====== TEXTO DE ORIGEM
Todos vamos perdendo pessoas que amamos. A morte obriga-nos a um olhar diferente sobre a vida. Uma coisa é existir outra é viver.
Consola-me muito pensar como a vida do meu marido foi plena de significado. Ficou paraplégico, na guerra colonial, aos vinte e três anos. Como a sua existência foi importante, o quanto serviu de exemplo e de incentivo, o quanto o seu sofrimento foi superação e coragem!
A saudade e a tristeza não me impedem de sentir gratidão por tanto amor na minha vida.
Celebrámos alegrias, sofremos juntos, vivemos com força e determinação, momentos inspiradores, incríveis e impensáveis.
O facto de viver muitos anos com as imensas limitações de um grande deficiente, ensinou-me a valorizar as capacidades que damos por adquiridas. Andamos, respiramos, usamos todas as nossas faculdades instintivamente, sem agradecermos o dom de usufruirmos de algo tão sagrado, que deveria ser motivo de enorme regozijo e gratidão.
Luto todos os dias para trazer ao meu coração as boas lembranças. É uma forma de honrar, agradecer e abençoar o privilégio de ter partilhado uma grande parte da minha vida com uma pessoa cuja existência foi valiosa, única e marcante. Deixou-nos uma história feita de paciência, dignidade e coragem.
Acredito que os verdadeiros companheiros nunca nos abandonam. A sua essência habitará sempre em nós.
Também acredito que o Amor não morre. O que de mais belo existe merece a imortalidade.
E é na casa onde sempre vivemos que continuamos juntos.
============
====== EXCERTOS DO MATERIAL
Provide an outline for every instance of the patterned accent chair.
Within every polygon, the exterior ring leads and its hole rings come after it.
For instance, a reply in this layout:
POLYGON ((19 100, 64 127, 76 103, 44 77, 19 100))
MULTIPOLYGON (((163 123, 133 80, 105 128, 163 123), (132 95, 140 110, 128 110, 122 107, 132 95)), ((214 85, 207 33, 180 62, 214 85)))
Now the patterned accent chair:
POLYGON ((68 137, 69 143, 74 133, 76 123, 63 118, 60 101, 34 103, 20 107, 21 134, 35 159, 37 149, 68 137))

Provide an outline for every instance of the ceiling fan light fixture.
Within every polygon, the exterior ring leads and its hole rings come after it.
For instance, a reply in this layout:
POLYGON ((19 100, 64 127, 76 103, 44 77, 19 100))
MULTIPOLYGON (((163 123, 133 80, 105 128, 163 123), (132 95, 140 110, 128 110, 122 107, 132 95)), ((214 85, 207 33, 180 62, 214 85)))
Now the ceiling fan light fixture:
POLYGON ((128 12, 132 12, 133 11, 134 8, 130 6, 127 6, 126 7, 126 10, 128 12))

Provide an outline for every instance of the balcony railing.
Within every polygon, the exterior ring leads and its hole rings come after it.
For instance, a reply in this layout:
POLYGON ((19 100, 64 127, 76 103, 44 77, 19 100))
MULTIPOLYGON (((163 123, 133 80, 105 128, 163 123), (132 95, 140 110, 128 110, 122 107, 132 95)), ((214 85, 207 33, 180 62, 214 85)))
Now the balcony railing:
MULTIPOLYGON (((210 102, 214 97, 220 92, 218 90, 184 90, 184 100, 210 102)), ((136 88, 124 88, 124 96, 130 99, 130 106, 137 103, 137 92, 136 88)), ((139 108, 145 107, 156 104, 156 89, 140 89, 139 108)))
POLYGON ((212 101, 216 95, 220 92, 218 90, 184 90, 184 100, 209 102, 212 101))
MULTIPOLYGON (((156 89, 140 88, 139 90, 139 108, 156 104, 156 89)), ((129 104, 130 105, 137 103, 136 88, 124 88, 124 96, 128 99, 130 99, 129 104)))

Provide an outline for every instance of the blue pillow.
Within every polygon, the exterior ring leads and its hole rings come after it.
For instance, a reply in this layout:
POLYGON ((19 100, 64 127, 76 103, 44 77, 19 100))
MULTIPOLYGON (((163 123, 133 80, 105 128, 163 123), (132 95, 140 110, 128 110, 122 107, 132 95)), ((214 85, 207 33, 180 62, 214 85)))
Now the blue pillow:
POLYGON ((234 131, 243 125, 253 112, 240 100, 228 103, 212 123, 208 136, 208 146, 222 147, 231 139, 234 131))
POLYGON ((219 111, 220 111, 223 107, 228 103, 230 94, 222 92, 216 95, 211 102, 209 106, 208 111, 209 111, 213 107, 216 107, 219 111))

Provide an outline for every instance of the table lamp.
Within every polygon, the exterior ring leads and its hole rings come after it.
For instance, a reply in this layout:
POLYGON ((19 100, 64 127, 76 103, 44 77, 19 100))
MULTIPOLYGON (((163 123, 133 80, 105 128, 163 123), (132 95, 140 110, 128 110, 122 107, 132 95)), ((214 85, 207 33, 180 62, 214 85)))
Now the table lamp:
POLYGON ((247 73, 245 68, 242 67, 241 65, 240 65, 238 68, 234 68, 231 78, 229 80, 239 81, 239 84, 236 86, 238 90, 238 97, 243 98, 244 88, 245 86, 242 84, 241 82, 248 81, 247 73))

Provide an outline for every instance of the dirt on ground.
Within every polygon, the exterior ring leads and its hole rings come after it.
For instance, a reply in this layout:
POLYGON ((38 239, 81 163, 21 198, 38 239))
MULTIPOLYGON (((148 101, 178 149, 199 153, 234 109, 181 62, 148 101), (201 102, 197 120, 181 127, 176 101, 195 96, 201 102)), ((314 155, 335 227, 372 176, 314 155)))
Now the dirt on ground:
============
**PARTES DO EXERCÍCIO**
1. Segundo o texto de origem, com que idade e em que contexto o marido ficou paraplégico?
2. Indique se cada afirmação concorda com o texto de origem, respondendo sim ou não e citando as palavras decisivas: (a) O marido ficou paraplégico na guerra colonial. (b) A saudade e a tristeza impedem o sentimento de gratidão. (c) O texto afirma que o Amor morre.
3. Transcreva literalmente um trecho do texto de origem, começando nas palavras "Celebrámos alegrias, sofremos" e terminando após "sempre em nós.".

**RESPOSTAS ESCRITAS**
1. Aos vinte e três anos, na guerra colonial.

2.
(a) Sim: "Ficou paraplégico, na guerra colonial, aos vinte e três anos."
(b) Não: "A saudade e a tristeza não me impedem de sentir gratidão por tanto amor na minha vida."
(c) Não: "Também acredito que o Amor não morre."

3.
Celebrámos alegrias, sofremos juntos, vivemos com força e determinação, momentos inspiradores, incríveis e impensáveis.
O facto de viver muitos anos com as imensas limitações de um grande deficiente, ensinou-me a valorizar as capacidades que damos por adquiridas. Andamos, respiramos, usamos todas as nossas faculdades instintivamente, sem agradecermos o dom de usufruirmos de algo tão sagrado, que deveria ser motivo de enorme regozijo e gratidão.
Luto todos os dias para trazer ao meu coração as boas lembranças. É uma forma de honrar, agradecer e abençoar o privilégio de ter partilhado uma grande parte da minha vida com uma pessoa cuja existência foi valiosa, única e marcante. Deixou-nos uma história feita de paciência, dignidade e coragem.
Acredito que os verdadeiros companheiros nunca nos abandonam. A sua essência habitará sempre em nós.